:: THE EXERCISE ::
Arrange the lines of the items below, from the line containing "Where can the logo" down through the end of the items, as a JSON list of strings with one string per line and blank lines left out.

(A block of data)
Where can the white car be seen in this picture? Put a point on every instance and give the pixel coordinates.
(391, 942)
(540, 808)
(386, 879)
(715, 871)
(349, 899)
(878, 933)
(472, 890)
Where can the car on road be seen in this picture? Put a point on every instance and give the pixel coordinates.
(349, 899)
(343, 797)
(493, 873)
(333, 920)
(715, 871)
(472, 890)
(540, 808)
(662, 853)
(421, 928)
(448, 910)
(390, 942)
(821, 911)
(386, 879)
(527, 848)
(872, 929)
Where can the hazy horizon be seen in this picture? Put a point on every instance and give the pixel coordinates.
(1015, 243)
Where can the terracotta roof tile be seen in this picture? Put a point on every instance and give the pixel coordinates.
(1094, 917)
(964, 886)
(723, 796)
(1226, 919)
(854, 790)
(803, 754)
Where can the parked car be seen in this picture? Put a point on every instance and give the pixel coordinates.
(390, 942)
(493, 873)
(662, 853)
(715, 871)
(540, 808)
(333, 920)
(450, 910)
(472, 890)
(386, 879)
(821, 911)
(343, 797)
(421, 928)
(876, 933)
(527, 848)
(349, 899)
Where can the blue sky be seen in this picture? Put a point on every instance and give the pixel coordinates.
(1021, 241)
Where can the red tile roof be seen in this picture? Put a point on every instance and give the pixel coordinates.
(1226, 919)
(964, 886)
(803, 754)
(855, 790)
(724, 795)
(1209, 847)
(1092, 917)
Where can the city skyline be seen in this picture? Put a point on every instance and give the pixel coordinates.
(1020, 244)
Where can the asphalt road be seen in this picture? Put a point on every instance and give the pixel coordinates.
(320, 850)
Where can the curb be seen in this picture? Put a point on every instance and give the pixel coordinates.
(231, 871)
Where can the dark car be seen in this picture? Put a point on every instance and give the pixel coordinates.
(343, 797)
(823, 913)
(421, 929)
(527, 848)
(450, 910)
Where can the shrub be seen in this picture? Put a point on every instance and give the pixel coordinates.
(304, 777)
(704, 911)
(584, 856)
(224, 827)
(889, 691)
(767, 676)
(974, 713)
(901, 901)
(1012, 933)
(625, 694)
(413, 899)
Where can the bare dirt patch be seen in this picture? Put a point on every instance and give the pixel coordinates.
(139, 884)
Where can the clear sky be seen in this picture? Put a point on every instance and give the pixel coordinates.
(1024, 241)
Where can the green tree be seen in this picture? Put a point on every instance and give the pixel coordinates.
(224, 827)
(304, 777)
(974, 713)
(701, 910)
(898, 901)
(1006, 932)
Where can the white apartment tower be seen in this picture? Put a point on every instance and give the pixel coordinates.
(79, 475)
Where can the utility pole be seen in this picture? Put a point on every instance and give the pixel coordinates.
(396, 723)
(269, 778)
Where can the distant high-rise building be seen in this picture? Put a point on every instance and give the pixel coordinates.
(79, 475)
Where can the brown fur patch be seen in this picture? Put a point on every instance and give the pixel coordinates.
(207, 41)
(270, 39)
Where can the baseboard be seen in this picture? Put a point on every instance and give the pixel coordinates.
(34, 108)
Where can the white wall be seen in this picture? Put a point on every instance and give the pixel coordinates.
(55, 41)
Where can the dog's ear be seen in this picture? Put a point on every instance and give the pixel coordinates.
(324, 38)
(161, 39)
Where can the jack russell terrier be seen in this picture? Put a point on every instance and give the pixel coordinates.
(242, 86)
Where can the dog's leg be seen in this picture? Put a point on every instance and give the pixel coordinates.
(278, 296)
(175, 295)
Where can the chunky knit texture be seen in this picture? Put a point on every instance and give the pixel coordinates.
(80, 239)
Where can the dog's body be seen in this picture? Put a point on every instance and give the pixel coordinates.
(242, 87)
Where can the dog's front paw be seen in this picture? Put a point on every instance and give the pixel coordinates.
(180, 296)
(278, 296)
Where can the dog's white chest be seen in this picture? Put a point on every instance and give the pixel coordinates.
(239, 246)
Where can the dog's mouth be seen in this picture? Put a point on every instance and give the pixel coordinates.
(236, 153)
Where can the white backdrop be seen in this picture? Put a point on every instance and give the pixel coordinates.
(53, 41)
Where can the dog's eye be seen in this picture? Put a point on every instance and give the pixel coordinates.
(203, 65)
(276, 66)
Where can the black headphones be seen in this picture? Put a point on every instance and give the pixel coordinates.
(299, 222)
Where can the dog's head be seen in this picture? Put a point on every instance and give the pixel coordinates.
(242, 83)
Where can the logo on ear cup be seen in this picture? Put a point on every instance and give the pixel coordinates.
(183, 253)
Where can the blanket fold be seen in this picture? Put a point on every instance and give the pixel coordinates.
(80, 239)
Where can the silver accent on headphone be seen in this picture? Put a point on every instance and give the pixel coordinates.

:: EXERCISE ANSWER ::
[
  "Where can the logo on ear cup be seen in this picture? Put a point on every instance and give the pixel coordinates.",
  "(183, 253)",
  "Where can the blanket fold be seen in this picture? Put a point on every instance and give the pixel coordinates.",
  "(80, 239)",
  "Where can the silver accent on headphone be seen in this picture? Put a point on every instance and give the pixel coordinates."
]